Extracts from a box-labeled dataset
────────────────────

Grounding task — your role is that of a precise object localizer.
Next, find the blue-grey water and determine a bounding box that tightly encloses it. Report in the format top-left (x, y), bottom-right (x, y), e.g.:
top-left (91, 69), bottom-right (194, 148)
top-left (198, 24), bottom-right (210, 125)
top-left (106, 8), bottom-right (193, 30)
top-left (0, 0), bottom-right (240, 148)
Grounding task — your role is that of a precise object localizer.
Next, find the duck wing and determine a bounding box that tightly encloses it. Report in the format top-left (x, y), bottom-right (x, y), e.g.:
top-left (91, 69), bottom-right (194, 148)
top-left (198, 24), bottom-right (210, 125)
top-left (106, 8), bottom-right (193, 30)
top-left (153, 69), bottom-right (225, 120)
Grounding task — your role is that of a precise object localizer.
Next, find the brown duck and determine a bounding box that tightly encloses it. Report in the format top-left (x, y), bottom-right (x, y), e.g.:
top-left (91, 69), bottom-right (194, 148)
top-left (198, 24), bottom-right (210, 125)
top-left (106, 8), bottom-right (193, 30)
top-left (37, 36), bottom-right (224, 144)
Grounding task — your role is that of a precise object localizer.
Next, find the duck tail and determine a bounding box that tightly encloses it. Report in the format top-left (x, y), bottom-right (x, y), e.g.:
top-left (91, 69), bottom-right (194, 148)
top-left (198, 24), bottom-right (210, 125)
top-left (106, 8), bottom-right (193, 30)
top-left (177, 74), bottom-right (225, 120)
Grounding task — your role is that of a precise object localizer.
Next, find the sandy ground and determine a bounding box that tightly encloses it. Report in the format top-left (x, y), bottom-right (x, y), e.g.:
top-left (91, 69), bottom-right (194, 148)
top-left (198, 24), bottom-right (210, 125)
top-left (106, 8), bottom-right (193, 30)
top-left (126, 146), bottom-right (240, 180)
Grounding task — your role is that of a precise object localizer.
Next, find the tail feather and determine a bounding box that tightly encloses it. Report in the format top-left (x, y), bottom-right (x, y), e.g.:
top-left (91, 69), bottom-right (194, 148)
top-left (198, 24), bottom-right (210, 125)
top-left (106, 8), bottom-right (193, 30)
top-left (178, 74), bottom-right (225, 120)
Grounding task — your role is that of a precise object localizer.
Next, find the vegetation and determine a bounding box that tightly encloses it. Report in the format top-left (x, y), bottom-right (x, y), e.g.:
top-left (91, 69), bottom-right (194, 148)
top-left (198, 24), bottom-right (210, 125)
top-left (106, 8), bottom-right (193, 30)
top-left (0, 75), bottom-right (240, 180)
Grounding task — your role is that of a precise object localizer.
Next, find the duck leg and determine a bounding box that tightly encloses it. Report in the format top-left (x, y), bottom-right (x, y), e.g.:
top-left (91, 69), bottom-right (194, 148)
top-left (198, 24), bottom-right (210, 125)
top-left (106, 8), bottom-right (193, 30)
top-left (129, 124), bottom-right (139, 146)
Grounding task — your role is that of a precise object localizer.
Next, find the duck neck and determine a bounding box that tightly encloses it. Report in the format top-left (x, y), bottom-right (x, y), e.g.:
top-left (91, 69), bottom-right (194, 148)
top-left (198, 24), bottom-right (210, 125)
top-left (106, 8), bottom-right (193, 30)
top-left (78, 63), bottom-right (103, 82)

────────────────────

_WORK TO BE COMPLETED_: Gather every line above that contains the word "Report".

_ANSWER TO THE PROBLEM_:
Next, find the blue-grey water and determine a bounding box that tightly encloses it. Report in the format top-left (x, y), bottom-right (x, y), e.g.:
Next, find the duck wing and determine a bounding box that tightly encloses it. Report in the format top-left (x, y), bottom-right (x, y), e.g.:
Next, find the brown duck and determine a bounding box that tightly encloses it. Report in the format top-left (x, y), bottom-right (x, y), e.g.:
Next, find the duck tail and determine a bounding box that tightly encloses it. Report in the format top-left (x, y), bottom-right (x, y), e.g.:
Next, find the sandy ground and determine a bounding box that tightly encloses it. Report in the format top-left (x, y), bottom-right (x, y), e.g.:
Next, find the tail feather and determine a bounding box that tightly encloses it. Report in the format top-left (x, y), bottom-right (x, y), e.g.:
Next, find the vegetation and determine a bounding box that tightly encloses it. Report in the format top-left (x, y), bottom-right (x, y), e.g.:
Next, find the duck leg and determine a bounding box that tightly encloses it. Report in the format top-left (x, y), bottom-right (x, y), e.g.:
Next, find the duck neck and determine a bounding box that tightly encloses it. Report in the format top-left (x, y), bottom-right (x, y), e.g.:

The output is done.